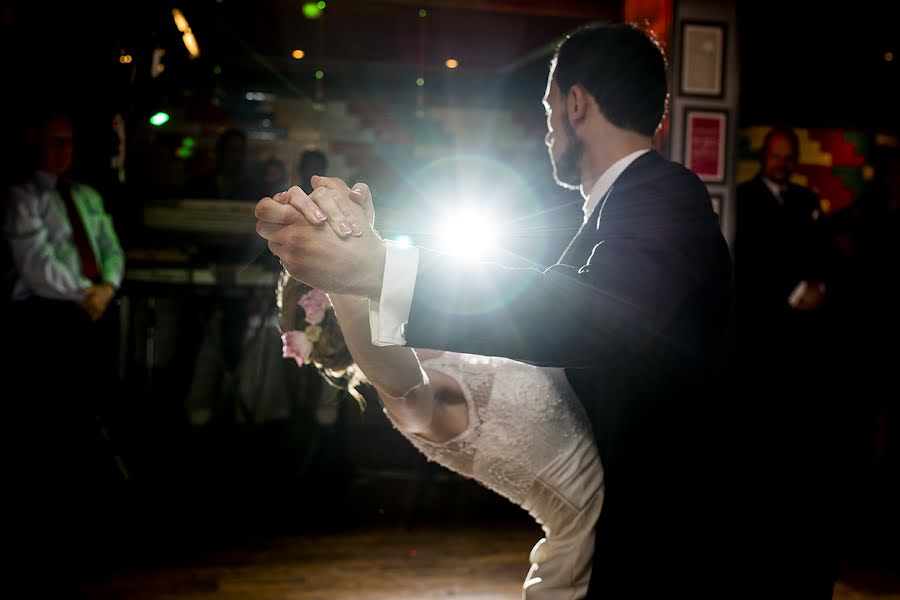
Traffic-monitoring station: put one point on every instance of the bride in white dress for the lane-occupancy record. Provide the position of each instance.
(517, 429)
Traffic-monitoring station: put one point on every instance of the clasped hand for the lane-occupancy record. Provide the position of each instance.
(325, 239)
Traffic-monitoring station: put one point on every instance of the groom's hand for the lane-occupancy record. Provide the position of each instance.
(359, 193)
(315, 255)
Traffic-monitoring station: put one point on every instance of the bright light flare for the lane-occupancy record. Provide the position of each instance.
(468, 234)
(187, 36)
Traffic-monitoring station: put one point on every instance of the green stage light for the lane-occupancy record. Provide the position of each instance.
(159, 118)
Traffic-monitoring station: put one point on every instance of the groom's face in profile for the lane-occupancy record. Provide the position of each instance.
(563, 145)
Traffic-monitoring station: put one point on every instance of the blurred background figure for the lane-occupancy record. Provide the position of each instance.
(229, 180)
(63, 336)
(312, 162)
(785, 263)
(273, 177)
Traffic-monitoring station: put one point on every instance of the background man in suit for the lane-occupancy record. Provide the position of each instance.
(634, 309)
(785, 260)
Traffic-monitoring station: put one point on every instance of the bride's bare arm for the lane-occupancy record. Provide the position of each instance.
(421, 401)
========================
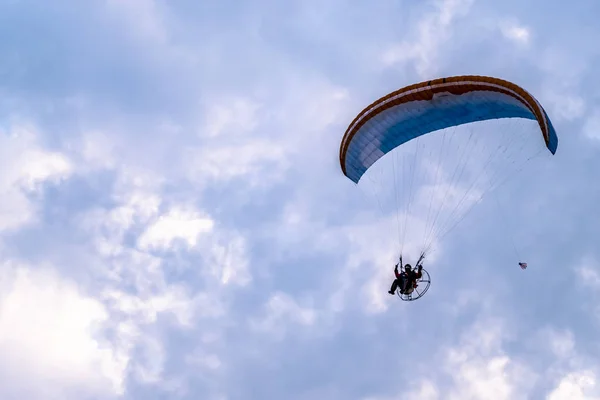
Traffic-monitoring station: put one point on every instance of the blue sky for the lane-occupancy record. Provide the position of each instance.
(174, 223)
========================
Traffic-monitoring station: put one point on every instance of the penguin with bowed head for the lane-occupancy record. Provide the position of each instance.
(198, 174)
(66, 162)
========================
#### TO BE DONE:
How many lines in the listing above contain the string "record"? Reply with the number alone.

#### PROBLEM SOLUTION:
11